SHORT TASK = With the pictures omitted, write out the entries that follow exactly as they stand.

DATA LISTING =

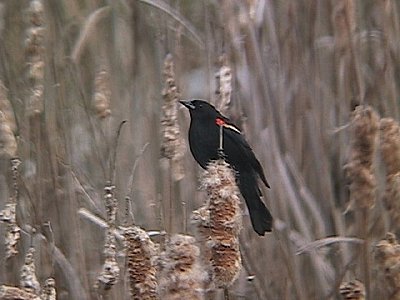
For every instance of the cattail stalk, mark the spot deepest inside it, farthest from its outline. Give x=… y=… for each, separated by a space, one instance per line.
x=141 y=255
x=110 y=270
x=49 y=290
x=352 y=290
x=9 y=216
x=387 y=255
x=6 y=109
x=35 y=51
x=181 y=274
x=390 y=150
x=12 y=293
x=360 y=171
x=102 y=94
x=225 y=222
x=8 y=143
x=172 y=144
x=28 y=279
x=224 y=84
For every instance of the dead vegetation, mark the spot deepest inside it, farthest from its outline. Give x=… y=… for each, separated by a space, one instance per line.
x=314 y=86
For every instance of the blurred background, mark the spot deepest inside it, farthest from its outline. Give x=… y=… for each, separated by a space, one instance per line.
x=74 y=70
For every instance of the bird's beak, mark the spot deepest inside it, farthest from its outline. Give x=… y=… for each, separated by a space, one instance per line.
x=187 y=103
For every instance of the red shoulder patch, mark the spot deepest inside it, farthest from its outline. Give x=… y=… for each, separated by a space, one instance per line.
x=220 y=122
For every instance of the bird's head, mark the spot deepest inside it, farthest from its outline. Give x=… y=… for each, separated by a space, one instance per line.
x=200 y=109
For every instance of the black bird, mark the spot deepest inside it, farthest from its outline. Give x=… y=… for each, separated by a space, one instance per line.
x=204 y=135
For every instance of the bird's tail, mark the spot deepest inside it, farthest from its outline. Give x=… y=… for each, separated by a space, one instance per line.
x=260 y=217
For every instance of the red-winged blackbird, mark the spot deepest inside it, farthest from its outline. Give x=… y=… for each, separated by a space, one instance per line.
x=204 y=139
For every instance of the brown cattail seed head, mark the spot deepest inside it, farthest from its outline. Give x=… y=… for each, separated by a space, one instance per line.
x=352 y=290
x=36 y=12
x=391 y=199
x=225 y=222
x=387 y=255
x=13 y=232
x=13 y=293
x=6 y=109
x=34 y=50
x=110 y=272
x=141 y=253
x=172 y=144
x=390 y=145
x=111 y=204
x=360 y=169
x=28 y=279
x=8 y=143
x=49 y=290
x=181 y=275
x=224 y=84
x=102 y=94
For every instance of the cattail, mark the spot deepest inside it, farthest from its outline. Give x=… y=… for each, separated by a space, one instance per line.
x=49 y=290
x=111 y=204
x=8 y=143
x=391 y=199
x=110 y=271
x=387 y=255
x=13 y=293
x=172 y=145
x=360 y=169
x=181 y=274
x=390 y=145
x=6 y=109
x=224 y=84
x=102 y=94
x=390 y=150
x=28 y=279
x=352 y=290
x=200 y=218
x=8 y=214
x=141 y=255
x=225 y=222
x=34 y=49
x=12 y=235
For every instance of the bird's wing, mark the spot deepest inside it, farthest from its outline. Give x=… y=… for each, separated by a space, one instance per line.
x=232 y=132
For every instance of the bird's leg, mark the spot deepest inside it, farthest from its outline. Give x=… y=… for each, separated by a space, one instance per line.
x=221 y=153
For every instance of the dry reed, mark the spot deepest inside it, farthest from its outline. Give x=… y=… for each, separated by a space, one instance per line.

RESPONSE FOR THIS EXERCISE =
For every instance of the cattail stalk, mark the spot deepest inside it, farthest from its outline. Give x=… y=… for each, separated by a space, one instance per line.
x=141 y=255
x=110 y=270
x=49 y=290
x=352 y=290
x=9 y=216
x=387 y=255
x=6 y=109
x=35 y=51
x=181 y=274
x=390 y=150
x=12 y=293
x=360 y=171
x=102 y=94
x=225 y=222
x=8 y=143
x=172 y=144
x=28 y=279
x=224 y=84
For every instance of the dead vegetation, mark the spot deepest inside it, farthest from its outline. Give x=… y=… for each, separated by a space, one instance per line.
x=314 y=86
For every instance of the blurred background, mark the spot deepest inside it, farthest from its outline. Give x=… y=… for each, separated by a space, one instance per line.
x=74 y=70
For every instance of the bird's beak, mark the spot deepest inside it, farthest from its outline. Give x=… y=… for each, separated by a space, one instance per line.
x=187 y=103
For every instance of the red shoulder patch, mark the spot deepest inside it, farthest from its outline. Give x=… y=… for each, separated by a space, one instance per line.
x=220 y=122
For every instance of the bird's head, mark the spot deepest inside it, farthest from its outline. Give x=… y=… for each, separated by a space, one instance per line.
x=200 y=109
For every instance of the black bird, mark the spot deepest inside it, farthest from its outline. Give x=… y=… for each, separated by a space, one instance per line.
x=204 y=135
For every instance of the bird's tail, mark the spot deepest inside it, farthest from its outline. Give x=… y=… for each, separated by a space, one instance per line.
x=260 y=217
For every instance of the red-winged blackbird, mark the spot deepest inside it, farthest from its outline. Give x=… y=… for each, separated by a space, one instance per line.
x=204 y=139
For every instance of the brown cattail seed head, mark the spot deepest inside it, farthest from its outline. Give x=… y=… for each, separated by a space, one instance per line.
x=352 y=290
x=36 y=12
x=391 y=199
x=225 y=222
x=387 y=255
x=13 y=232
x=13 y=293
x=6 y=109
x=34 y=50
x=110 y=272
x=141 y=253
x=172 y=144
x=390 y=145
x=111 y=204
x=360 y=169
x=28 y=279
x=8 y=143
x=49 y=290
x=181 y=275
x=224 y=84
x=102 y=94
For every instance of the cattail, mark the spot deepest inside it, farthest from its outline. Give x=… y=… for each, separated by a space, one instance per line.
x=49 y=290
x=111 y=204
x=8 y=143
x=391 y=199
x=110 y=271
x=387 y=255
x=13 y=293
x=172 y=145
x=360 y=169
x=181 y=274
x=390 y=145
x=6 y=109
x=224 y=84
x=102 y=94
x=390 y=150
x=28 y=279
x=352 y=290
x=200 y=218
x=8 y=214
x=141 y=255
x=225 y=222
x=34 y=49
x=12 y=235
For every instance of the bird's wing, mark the spot deepest inside it, farthest from its outline. Give x=… y=… for each, separated by a space, one instance per line.
x=232 y=132
For every instance of the bird's leg, mark the spot deepest inside it, farthest from its outline. Give x=… y=… for each, separated by a space, one instance per line.
x=221 y=153
For every instance of the dry reed, mark the spot deepest inside it, farthest from its outline. Give x=… y=… for each, separated by a space, one instance per line.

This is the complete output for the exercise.